● **EXERCISE**: Format the lines of the listing from the line with "like [178, 313]." through the end of the listing as a numbered list, including both ends and omitting blank lines.

:: DATASET EXCERPTS ::

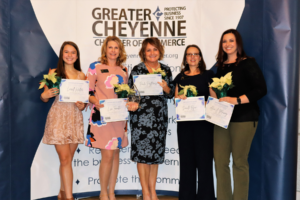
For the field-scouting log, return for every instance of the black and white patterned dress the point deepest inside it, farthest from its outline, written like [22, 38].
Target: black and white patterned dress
[149, 123]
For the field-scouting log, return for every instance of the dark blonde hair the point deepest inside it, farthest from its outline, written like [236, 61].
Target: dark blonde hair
[154, 42]
[60, 70]
[201, 65]
[122, 56]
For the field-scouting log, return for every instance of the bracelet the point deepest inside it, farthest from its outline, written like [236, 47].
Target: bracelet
[239, 100]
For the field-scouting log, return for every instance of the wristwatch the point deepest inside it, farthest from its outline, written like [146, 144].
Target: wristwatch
[238, 100]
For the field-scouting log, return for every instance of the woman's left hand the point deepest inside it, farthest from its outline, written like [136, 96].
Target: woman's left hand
[80, 105]
[231, 100]
[132, 106]
[165, 86]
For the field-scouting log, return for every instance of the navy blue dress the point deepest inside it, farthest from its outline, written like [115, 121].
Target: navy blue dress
[149, 123]
[195, 143]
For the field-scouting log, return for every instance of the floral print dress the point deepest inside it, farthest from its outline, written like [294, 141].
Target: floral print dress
[111, 135]
[149, 123]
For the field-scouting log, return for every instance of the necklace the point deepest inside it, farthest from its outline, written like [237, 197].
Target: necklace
[153, 69]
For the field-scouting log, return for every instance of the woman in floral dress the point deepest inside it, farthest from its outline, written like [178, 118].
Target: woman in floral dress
[109, 137]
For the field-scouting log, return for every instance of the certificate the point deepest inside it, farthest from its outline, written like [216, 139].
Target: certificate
[147, 84]
[74, 90]
[113, 110]
[190, 109]
[218, 113]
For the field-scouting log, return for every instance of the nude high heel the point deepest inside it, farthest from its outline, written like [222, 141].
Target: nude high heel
[62, 194]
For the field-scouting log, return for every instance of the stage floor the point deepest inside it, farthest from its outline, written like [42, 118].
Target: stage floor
[133, 197]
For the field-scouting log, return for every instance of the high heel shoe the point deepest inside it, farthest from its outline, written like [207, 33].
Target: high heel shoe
[62, 195]
[112, 194]
[101, 197]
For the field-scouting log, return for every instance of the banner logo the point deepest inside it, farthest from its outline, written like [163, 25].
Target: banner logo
[157, 13]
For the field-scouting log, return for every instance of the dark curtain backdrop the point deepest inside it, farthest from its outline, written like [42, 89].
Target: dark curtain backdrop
[270, 30]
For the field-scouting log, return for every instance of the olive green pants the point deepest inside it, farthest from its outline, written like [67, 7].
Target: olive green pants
[237, 140]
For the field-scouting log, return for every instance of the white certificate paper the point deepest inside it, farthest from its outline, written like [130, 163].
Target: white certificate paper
[190, 109]
[218, 113]
[74, 90]
[147, 84]
[113, 110]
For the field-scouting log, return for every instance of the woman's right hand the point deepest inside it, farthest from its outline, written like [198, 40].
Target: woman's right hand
[183, 97]
[47, 94]
[132, 106]
[98, 105]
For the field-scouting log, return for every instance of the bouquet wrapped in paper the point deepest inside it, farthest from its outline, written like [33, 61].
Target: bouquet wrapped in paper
[51, 80]
[188, 91]
[222, 85]
[123, 90]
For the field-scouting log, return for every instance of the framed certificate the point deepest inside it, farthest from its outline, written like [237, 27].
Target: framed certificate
[218, 113]
[147, 84]
[190, 109]
[113, 110]
[74, 90]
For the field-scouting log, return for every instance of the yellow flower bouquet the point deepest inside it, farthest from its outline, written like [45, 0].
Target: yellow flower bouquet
[123, 90]
[188, 91]
[51, 80]
[222, 85]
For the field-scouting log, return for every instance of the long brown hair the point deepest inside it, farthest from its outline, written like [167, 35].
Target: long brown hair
[201, 65]
[122, 57]
[154, 42]
[222, 56]
[60, 70]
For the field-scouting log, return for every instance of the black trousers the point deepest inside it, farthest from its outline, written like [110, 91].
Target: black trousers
[195, 142]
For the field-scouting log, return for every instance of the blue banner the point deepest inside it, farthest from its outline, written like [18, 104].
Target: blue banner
[270, 30]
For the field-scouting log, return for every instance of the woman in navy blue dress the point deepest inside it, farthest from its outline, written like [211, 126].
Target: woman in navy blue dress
[195, 138]
[149, 123]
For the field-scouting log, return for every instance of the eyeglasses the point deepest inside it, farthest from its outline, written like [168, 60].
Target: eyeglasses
[192, 54]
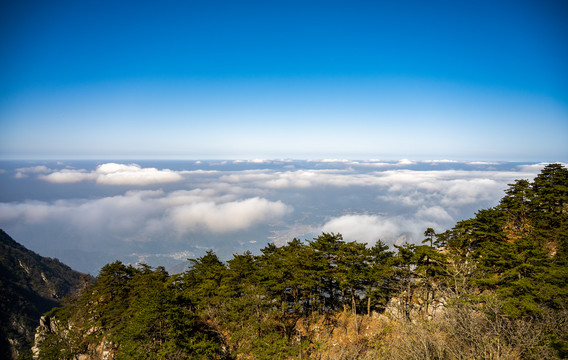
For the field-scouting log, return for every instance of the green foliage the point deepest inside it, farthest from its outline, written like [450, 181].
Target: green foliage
[514, 255]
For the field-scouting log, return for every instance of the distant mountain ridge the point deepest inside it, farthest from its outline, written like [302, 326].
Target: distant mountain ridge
[30, 285]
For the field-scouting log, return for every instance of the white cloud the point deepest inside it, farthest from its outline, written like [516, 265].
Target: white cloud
[22, 173]
[434, 213]
[404, 162]
[116, 174]
[147, 215]
[227, 217]
[364, 228]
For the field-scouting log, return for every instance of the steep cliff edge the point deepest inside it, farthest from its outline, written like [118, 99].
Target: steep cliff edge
[30, 285]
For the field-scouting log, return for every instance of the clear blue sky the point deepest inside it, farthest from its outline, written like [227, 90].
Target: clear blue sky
[472, 80]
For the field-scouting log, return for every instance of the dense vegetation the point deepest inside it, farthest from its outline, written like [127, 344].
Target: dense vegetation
[493, 287]
[30, 285]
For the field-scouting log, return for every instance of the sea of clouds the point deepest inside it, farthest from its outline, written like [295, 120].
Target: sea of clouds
[158, 212]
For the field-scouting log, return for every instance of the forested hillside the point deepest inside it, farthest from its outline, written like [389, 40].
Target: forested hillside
[493, 287]
[30, 285]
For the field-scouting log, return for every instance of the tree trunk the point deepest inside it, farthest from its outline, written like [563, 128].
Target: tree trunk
[355, 311]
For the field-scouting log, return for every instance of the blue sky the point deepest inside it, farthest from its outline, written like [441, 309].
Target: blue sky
[471, 80]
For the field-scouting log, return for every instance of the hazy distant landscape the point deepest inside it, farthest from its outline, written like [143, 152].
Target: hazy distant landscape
[284, 179]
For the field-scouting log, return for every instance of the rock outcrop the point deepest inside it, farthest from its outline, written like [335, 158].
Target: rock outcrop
[30, 285]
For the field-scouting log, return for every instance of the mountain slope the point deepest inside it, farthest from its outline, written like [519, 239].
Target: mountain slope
[30, 285]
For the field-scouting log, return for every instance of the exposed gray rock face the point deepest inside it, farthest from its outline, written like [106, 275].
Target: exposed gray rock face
[103, 350]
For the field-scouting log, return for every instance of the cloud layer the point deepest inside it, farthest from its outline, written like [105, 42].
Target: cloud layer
[115, 174]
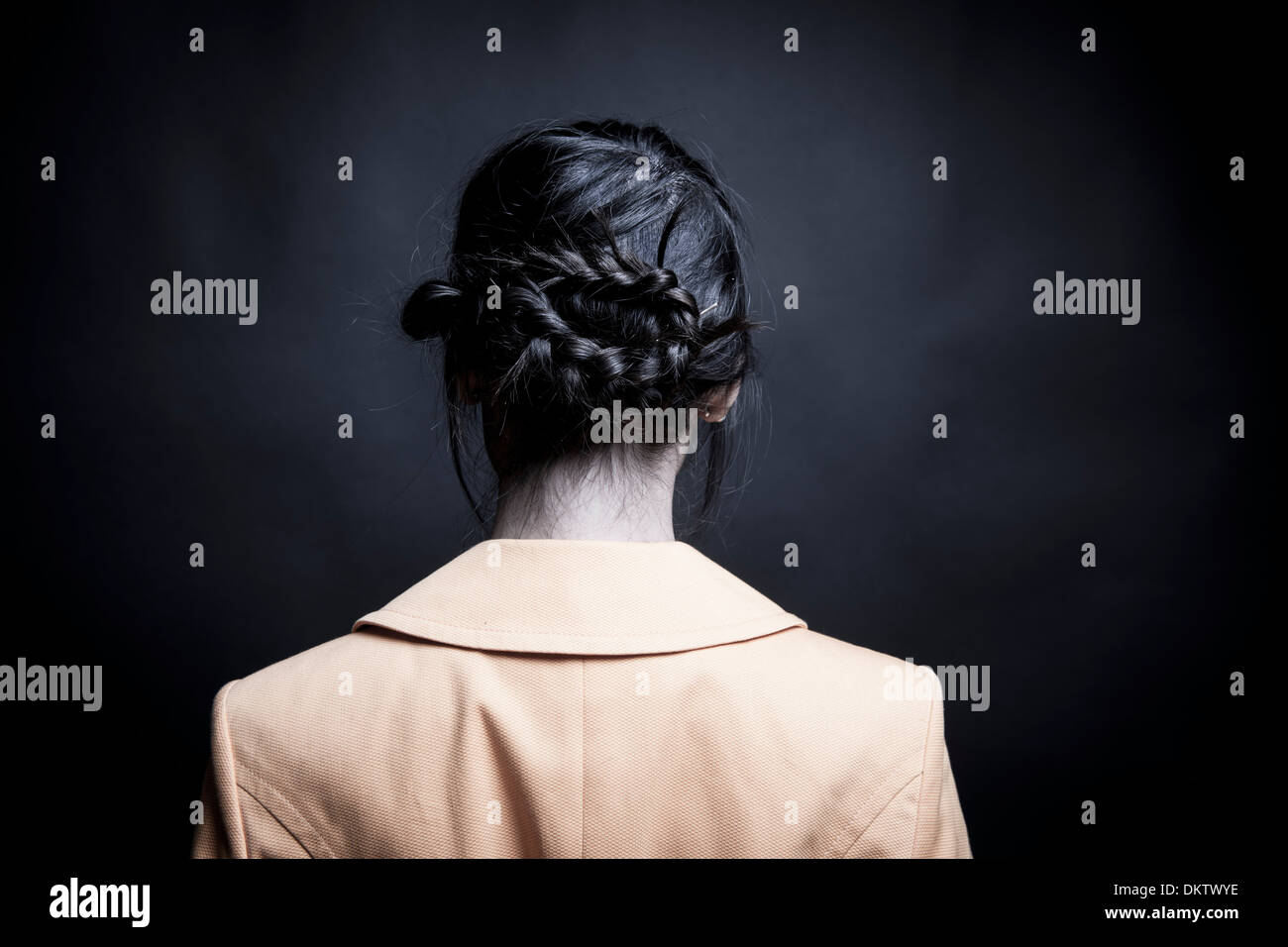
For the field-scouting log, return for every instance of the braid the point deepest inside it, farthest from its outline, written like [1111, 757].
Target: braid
[600, 274]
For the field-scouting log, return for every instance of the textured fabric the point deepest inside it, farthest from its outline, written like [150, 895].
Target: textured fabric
[580, 698]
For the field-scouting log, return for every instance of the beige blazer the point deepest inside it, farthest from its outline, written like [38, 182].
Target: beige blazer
[580, 698]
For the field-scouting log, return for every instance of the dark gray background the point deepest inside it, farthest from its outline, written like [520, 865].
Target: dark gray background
[915, 298]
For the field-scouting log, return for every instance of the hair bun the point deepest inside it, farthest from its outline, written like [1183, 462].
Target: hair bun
[432, 309]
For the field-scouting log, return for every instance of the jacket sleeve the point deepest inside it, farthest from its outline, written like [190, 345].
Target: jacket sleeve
[940, 827]
[222, 832]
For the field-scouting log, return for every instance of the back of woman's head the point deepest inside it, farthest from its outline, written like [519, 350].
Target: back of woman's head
[592, 263]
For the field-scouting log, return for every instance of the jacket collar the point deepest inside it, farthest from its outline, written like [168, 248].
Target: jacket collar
[581, 596]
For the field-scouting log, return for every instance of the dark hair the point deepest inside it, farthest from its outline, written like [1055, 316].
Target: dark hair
[591, 262]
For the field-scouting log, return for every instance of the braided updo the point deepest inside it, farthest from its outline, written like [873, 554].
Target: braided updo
[591, 263]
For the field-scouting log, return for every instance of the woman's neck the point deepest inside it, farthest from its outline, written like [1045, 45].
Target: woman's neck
[590, 502]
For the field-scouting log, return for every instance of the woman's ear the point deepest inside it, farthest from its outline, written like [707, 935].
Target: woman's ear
[717, 402]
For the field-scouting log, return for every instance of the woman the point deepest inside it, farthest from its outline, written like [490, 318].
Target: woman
[583, 684]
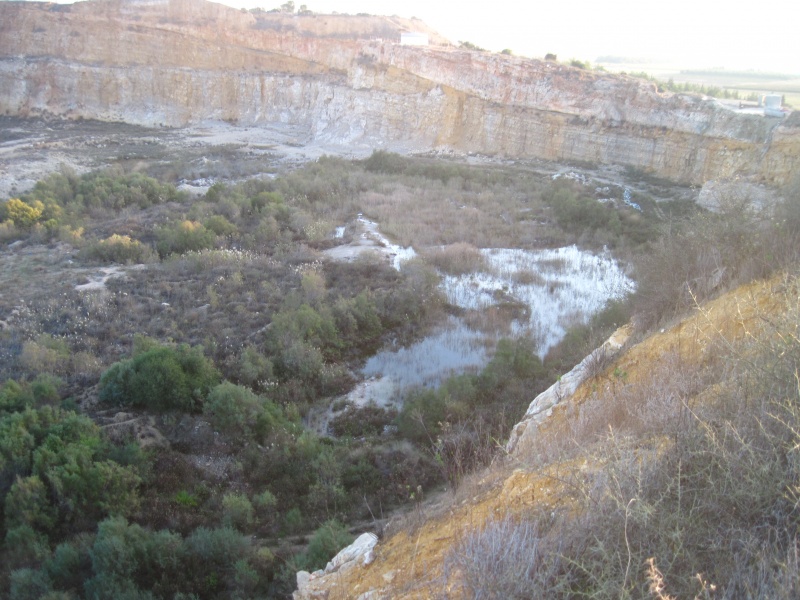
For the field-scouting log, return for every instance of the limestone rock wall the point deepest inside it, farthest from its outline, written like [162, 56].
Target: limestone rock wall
[345, 79]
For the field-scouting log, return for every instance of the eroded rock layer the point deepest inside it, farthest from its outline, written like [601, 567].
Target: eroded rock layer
[346, 79]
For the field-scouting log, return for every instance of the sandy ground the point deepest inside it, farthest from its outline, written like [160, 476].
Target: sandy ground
[194, 156]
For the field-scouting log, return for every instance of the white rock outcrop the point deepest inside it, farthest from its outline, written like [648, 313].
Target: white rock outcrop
[316, 585]
[542, 405]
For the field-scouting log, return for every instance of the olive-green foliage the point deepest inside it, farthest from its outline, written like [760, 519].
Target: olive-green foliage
[504, 384]
[118, 249]
[16, 396]
[700, 257]
[327, 540]
[254, 368]
[129, 561]
[237, 511]
[55, 471]
[240, 414]
[578, 212]
[186, 236]
[381, 161]
[162, 378]
[21, 214]
[220, 225]
[103, 190]
[582, 339]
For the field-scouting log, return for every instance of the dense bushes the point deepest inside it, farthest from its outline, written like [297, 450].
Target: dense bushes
[161, 378]
[118, 249]
[595, 223]
[125, 560]
[104, 189]
[186, 236]
[57, 476]
[240, 414]
[695, 259]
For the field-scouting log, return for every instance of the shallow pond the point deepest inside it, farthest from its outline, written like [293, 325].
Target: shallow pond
[533, 293]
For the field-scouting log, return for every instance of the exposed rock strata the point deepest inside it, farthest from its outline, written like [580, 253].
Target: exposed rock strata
[542, 406]
[345, 80]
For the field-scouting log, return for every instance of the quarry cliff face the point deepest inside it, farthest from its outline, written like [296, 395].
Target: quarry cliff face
[345, 80]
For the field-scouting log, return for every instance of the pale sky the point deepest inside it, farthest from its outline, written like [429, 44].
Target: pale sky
[762, 35]
[735, 34]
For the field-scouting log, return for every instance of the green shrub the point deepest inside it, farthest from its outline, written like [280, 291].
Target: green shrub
[220, 226]
[118, 249]
[326, 542]
[237, 511]
[164, 378]
[186, 236]
[240, 414]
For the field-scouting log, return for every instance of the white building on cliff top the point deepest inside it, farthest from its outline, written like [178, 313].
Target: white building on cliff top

:::

● **FULL SOLUTION**:
1. For the field-scouting log, return for every instance of the white building on cliff top the point deepest inside it, farthest from its outline, written like [178, 313].
2. Target: white building on cliff top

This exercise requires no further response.